- [TASK LIST]:
a. Summarize the passage on Angelo Gaja's wines in two sentences.
b. From the listing, extract each line that contains the word "white".

Gaja has since purchased vineyards in the Barolo zone, along
with vineyards in Tuscany. He's got a new property in Montalcino and bought a
vineyard in Bolgheri where he's, I suppose, making what I call "Sassi-Gaja."
The photo shown
above is quite rare...you never see a photo of Angelo Gaja smiling, much less laughing.
(Not because he's not a happy fellow, but for some reason his photographic persona always
seems ultra-serious.) I had just suggested the "Sassi-Gaja name to him
when I shot this picture. With winemaker Guido Rivella in the cellar,
the winery also turns out top Barbera, though Angelo admits he's not especially enamored
with this grape.


The cellar in Barbaresco

Old Botti in Barbaresco

Gaja's purchase of a vineyard in the Cerequio "cru" was
distressing to many in Barolo. As if it isn't bad enough (in their minds) to have so
many people extolling the virtues of a "mere" Barbaresco by Gaja, now they'll
have this "outsider" kicking them in the tail with his Barolo.
I like the 2003...it's a warm vintage, of course, but the wine is nicely
balanced and smells and tastes like Barolo.

Old bottles.
As if their wines weren't expensive enough, their American importer tacks on a substantial
percentage, meaning you can have a chat with our mortgage broker if you'd like to acquire
a bottle of Gaja's wine.
Look on a vintage chart and you'll see the 1994 vintage is not particularly stellar.
Taste Gaja's 1994 Barbaresco and you'll have trouble believing this is a
"minor" vintage. In 1997 I paid Angelo a visit and we tasted a bunch of
wines. He said nothing about the 1994...the longer it sat in the glass, the more
spectacular it became. He said, "Well, you know this is a difficult
vintage," downplaying the wine.
"Angelo, give me a break!!" I said, "This is an excellent wine and you know
it!" He smiled saying the wine had been given the highest accolades in a major
Italian wine guide and that he'd soon be raising the price! It seems they blended in
their single vineyard wines, adding considerable complexity to this wine. This is
what separates the men from the boys.

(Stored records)
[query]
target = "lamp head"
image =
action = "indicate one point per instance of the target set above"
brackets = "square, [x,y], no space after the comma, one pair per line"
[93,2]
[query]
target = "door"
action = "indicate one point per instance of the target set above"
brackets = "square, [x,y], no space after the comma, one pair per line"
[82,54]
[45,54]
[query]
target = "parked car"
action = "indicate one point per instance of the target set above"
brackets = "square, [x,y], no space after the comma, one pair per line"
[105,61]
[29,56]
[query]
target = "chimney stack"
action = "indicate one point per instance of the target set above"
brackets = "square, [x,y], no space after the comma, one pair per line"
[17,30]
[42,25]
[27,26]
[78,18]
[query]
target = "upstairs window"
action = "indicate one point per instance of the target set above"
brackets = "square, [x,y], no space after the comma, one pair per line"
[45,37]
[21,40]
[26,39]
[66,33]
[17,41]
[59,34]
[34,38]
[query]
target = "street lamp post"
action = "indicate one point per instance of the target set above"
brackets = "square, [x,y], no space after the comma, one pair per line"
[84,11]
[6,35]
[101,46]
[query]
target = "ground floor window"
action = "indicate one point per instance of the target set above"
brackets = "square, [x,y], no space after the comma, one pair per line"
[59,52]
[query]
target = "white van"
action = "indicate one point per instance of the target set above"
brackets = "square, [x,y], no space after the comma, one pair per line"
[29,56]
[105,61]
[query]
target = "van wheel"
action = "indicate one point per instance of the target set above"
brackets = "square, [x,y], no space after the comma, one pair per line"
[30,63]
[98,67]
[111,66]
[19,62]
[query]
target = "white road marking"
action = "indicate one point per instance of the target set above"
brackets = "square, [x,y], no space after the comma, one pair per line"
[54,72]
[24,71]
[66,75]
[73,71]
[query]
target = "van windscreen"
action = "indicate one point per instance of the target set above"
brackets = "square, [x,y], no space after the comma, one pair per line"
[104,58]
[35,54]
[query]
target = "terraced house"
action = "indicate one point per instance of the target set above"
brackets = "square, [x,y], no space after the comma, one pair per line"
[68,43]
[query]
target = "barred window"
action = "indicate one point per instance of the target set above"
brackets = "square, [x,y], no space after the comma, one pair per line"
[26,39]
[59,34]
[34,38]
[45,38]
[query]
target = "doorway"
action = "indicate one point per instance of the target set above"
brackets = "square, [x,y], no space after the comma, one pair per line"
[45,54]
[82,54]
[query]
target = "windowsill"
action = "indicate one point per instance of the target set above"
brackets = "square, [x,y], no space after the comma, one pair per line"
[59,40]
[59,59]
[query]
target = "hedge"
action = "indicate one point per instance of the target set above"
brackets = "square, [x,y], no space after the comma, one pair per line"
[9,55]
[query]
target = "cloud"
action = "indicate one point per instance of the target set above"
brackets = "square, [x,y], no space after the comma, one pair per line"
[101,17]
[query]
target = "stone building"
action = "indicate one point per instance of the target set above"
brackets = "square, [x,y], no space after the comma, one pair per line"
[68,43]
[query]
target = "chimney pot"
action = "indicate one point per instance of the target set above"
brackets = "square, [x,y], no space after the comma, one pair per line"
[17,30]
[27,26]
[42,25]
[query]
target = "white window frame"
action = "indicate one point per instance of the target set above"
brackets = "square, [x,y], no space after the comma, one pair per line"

- [ANSWERS GIVEN]:
a. Gaja has bought vineyards in the Barolo zone and in Tuscany, and his purchase of a vineyard in the Cerequio cru distressed many in Barolo. Although vintage charts rate 1994 as not particularly stellar, Gaja's 1994 Barbaresco turned out excellent, and Angelo, after first downplaying it as a difficult vintage, admitted it had won the highest accolades in a major Italian wine guide.

b.
target = "white van"
target = "white road marking"
target = "white window frame"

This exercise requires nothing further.